* [TO DO]: Could you return, word for word, the part of the article below on cramming content into a course that runs from "An overlooked way" up to and including "more kids learn."?

* [ARTICLE]:
┌──
There's a Point of Diminishing Returns to Cramming Content into a Course

In this video, Dr. Justin Baeder acknowledges that while curriculum coverage matters, there's a limit to how much content can be effectively taught in a given timeframe.

Key Takeaways

  • More isn't always better - At some point, adding more content reduces the quality of instruction for all of it
  • Find the balance - Courses should cover essential content thoroughly rather than racing through everything superficially
  • Standards may need trimming - If there's genuinely too much content, the standards themselves may need revision

Transcript

An overlooked way to get kids to learn a lot more is to teach more content faster.

And I know this is a super unpopular idea, this goes against every instinct we have about mastery and quality, but in the quality and quantity trade-off, obviously there's a point of diminishing returns, but I don't think we hit it in most classes.

I think the only time when we teach kind of too fast, we try to cram too much in, and The quality suffers is in AP classes.

And this is a complaint K-12, right?

Every teacher believes that they have too many standards to teach, too many lessons to teach.

It just does not really all fit.

But the faster we teach, the more we teach, the more kids learn.

I think it's very hard to deny that basic logic.
└──
* [DATASET CONTENT]:
┌──
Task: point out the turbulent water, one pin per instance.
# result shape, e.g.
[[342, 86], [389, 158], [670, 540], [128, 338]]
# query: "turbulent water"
└──
* [EXERCISE OUTPUT]:
An overlooked way to get kids to learn a lot more is to teach more content faster.

And I know this is a super unpopular idea, this goes against every instinct we have about mastery and quality, but in the quality and quantity trade-off, obviously there's a point of diminishing returns, but I don't think we hit it in most classes.

I think the only time when we teach kind of too fast, we try to cram too much in, and The quality suffers is in AP classes.

And this is a complaint K-12, right?

Every teacher believes that they have too many standards to teach, too many lessons to teach.

It just does not really all fit.

But the faster we teach, the more we teach, the more kids learn.